---- TESTO DEL DOCUMENTO
Descrizione di carattere storico artistico relativa all’oggetto
I due dipinti realizzati dal pittore veneto Sebastiano Ricci appartengono alla sezione de " I grandi Cicli Mitologici" esposta nei saloni ottocenetschi della Galleria Nazionale e raffigurano Diogene e Alessandro e Il sacrificio di Muzio Scevola.
La prima tela è dedicata al filosofo di Sinope (413-323 a.C.), il vecchio cinico che predicando il ritorno alla natura, l’abolizione del superfluo e l’austerità come condotta di vita, si ritirò a viver dentro una botte, come raccontato da Diogene Laerzio. Il soggetto si riferisce all’episodio leggendario in cui Alessandro si reca dal filosofo e gli chiede cosa desiderasse di più e Diogene rispose chiedendogli semplicemente di spostarsi perché gli oscurava il sole. Il contrasto tra potere e povertà è narrato in modo emblematico nella differenza di abbigliamento dei protagonisti: Alessandro indossa un cimiero piumato e ampi mantelli, Diogene nudo esibisce la sua magrezza e la sua dignità, in quel gesto di allontanamento che il braccio lungo e scarno produce sfiorando le vesti.
--------
■ **ESERCIZI**:
1. Rispondi a queste domande in base alla scheda sui dipinti di Ricci.
(a) A quale sezione appartengono i due dipinti?
(b) Dove si ritirò a vivere il filosofo di Sinope?
(c) Che cosa indossa Alessandro nella prima tela?
2. Trascrivi dalla scheda sui dipinti di Ricci il passo che va da "La prima tela" a "sfiorando le vesti.".
Le voci non hanno alcun ruolo in questo lavoro.
---- VOCI FORNITE
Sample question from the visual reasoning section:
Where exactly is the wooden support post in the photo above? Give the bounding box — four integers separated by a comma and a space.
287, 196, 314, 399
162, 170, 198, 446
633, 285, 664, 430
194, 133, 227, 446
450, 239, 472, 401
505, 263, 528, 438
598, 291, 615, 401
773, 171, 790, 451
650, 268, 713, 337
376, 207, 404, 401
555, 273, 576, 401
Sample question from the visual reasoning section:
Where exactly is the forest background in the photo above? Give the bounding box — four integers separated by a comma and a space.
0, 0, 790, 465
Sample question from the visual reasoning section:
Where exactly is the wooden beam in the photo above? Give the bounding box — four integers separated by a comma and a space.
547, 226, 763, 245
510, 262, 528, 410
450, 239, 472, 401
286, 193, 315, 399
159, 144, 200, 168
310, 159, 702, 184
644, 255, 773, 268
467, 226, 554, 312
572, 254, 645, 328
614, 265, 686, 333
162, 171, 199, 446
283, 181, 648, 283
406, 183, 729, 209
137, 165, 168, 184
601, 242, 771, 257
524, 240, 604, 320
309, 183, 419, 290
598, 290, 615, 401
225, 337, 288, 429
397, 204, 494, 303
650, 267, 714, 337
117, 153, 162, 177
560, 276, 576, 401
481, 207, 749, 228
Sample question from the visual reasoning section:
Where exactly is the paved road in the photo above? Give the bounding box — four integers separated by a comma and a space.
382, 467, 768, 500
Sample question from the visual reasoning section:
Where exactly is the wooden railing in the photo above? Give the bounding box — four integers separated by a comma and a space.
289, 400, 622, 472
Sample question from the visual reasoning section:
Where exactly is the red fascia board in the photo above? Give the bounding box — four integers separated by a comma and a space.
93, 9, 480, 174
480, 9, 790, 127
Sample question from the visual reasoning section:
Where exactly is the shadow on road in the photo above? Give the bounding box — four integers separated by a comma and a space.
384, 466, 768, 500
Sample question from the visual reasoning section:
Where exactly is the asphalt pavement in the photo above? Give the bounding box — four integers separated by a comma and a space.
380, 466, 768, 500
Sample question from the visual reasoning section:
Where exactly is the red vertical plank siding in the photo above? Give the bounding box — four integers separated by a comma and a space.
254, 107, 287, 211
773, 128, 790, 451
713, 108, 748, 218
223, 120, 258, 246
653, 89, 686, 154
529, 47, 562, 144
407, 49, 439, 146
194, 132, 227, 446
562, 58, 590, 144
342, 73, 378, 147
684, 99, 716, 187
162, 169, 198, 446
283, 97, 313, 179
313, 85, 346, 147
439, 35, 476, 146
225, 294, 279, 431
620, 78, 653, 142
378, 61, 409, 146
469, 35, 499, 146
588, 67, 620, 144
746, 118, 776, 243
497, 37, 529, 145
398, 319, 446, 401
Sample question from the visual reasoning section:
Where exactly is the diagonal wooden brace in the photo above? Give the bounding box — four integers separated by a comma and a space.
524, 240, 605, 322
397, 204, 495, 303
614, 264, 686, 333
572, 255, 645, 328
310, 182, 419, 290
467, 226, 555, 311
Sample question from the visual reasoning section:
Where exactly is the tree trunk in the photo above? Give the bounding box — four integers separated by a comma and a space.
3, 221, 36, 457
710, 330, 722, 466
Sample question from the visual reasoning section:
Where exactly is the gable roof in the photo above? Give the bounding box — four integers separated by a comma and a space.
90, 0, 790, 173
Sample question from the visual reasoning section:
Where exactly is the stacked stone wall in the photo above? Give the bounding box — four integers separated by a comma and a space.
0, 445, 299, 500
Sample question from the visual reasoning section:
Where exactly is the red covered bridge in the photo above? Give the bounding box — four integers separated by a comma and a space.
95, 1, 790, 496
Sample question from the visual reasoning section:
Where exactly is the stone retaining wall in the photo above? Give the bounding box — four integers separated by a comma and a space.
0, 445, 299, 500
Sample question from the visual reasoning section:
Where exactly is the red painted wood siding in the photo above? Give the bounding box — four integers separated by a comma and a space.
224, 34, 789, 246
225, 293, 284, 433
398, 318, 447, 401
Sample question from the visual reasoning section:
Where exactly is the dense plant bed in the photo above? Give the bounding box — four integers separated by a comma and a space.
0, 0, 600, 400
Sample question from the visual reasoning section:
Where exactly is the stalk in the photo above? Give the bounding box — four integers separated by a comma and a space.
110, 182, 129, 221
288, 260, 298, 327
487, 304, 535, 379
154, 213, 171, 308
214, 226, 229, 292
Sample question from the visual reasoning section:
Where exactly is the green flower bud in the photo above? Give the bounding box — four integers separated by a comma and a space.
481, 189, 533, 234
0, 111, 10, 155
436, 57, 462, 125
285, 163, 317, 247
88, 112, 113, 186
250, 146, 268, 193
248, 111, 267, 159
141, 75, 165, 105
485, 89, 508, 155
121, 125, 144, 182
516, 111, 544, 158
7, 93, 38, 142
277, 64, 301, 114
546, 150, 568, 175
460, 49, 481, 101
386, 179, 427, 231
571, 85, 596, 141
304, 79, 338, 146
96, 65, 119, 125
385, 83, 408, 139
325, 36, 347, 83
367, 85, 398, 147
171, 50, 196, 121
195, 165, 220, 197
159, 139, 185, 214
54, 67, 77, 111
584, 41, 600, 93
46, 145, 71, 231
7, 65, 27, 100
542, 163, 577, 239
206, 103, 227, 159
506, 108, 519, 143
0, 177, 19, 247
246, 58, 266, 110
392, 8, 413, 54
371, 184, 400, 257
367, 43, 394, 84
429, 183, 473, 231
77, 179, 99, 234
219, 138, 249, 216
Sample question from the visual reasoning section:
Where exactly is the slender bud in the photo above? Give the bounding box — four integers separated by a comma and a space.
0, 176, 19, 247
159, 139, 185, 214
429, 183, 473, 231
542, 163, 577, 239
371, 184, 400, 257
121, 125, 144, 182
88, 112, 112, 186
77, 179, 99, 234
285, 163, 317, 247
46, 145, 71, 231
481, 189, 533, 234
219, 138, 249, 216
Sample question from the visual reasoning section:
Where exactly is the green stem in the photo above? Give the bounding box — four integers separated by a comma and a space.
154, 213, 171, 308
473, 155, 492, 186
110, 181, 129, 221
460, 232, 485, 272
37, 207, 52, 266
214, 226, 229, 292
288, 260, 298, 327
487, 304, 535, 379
--------
■ **LE TUE RISPOSTE**:
1.
(a) Alla sezione de "I grandi Cicli Mitologici".
(b) Dentro una botte.
(c) Un cimiero piumato e ampi mantelli.

2.
La prima tela è dedicata al filosofo di Sinope (413-323 a.C.), il vecchio cinico che predicando il ritorno alla natura, l’abolizione del superfluo e l’austerità come condotta di vita, si ritirò a viver dentro una botte, come raccontato da Diogene Laerzio. Il soggetto si riferisce all’episodio leggendario in cui Alessandro si reca dal filosofo e gli chiede cosa desiderasse di più e Diogene rispose chiedendogli semplicemente di spostarsi perché gli oscurava il sole. Il contrasto tra potere e povertà è narrato in modo emblematico nella differenza di abbigliamento dei protagonisti: Alessandro indossa un cimiero piumato e ampi mantelli, Diogene nudo esibisce la sua magrezza e la sua dignità, in quel gesto di allontanamento che il braccio lungo e scarno produce sfiorando le vesti.